Render the material from its first line through the line containing "0, 0, 9, 188" as a Markdown table with the columns "Row" and "Text". Number each row, and omit blank lines.

[Dataset records]
★ ★ ★ ★ ★ ★ ★

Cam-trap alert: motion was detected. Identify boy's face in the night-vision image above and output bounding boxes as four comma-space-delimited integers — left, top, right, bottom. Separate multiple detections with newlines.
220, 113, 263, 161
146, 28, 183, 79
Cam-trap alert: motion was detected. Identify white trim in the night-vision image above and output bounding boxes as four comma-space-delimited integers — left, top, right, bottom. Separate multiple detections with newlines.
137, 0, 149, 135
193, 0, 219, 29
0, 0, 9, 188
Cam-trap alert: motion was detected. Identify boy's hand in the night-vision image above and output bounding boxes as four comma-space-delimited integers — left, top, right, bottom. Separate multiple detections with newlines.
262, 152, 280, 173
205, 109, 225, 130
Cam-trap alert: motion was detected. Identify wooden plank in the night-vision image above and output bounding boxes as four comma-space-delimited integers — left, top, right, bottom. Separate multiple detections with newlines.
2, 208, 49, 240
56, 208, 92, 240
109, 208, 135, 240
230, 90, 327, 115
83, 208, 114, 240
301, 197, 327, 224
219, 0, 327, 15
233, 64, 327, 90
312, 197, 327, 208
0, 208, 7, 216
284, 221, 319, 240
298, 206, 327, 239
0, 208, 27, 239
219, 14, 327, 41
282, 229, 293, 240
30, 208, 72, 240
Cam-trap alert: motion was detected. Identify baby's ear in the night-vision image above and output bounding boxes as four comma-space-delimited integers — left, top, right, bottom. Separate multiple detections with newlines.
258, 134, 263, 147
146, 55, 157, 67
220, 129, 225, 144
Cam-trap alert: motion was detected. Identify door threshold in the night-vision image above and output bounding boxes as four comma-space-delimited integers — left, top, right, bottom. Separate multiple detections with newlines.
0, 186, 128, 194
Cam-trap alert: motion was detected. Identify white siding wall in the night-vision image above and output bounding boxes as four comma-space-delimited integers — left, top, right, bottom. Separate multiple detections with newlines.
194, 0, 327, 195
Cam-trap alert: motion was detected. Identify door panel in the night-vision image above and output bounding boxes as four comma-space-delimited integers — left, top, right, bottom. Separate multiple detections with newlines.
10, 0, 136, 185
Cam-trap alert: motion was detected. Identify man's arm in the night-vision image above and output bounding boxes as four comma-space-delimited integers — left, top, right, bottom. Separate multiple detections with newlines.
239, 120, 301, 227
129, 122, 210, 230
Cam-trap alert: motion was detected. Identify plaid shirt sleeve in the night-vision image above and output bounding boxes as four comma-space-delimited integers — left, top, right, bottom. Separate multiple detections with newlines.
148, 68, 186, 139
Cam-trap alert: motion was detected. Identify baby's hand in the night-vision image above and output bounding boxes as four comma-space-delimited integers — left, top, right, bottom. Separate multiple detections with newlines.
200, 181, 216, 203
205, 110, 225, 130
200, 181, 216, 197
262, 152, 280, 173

★ ★ ★ ★ ★ ★ ★

> **Task solution**
| Row | Text |
|---|---|
| 1 | Cam-trap alert: motion was detected. Identify boy's face in the night-vision image above and output bounding boxes as four comma-space-delimited integers — left, top, right, bottom. Separate multiple detections with newlines. |
| 2 | 220, 113, 263, 161 |
| 3 | 146, 28, 183, 79 |
| 4 | Cam-trap alert: motion was detected. Identify white trim in the night-vision image above and output bounding boxes as four comma-space-delimited integers — left, top, right, bottom. Separate multiple detections with newlines. |
| 5 | 137, 0, 149, 135 |
| 6 | 193, 0, 219, 29 |
| 7 | 0, 0, 9, 188 |